──────── Data in this exercise
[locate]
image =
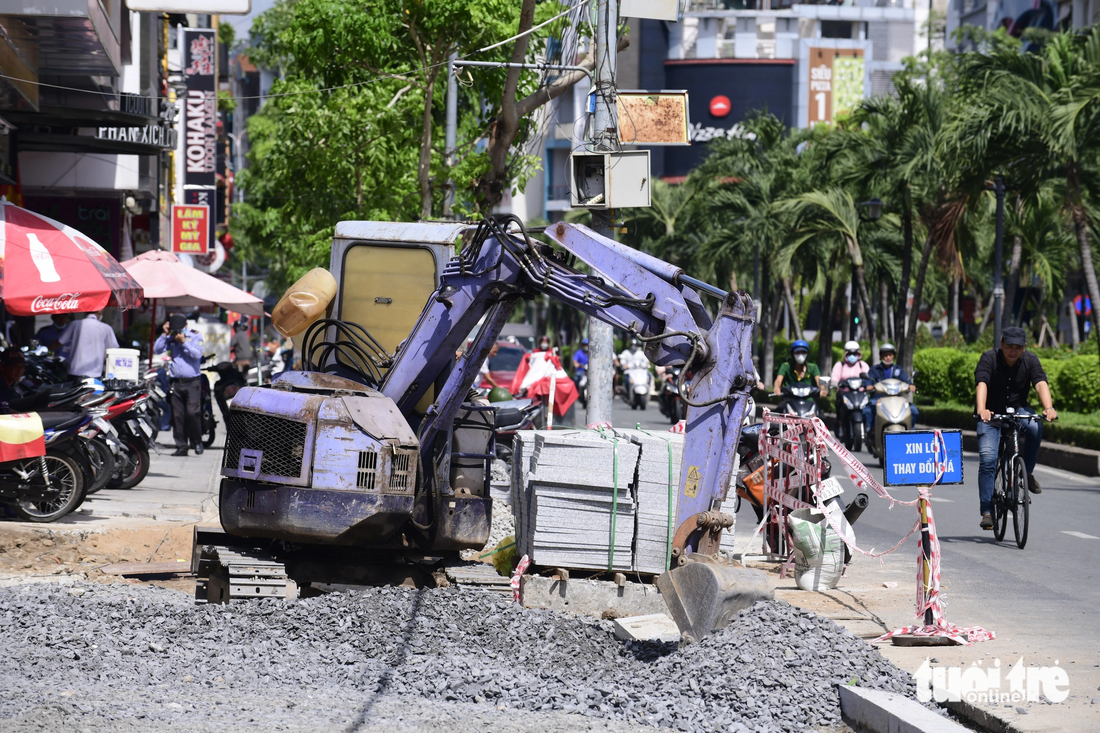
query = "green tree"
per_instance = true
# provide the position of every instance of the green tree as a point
(1036, 116)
────────────────
* [Problem to solve]: Keep the pictures out and write out the records exactly.

* [Exercise answer]:
[locate]
image =
query = "green tree"
per_instance = true
# provide the position of every instance of the green tree as a point
(1036, 116)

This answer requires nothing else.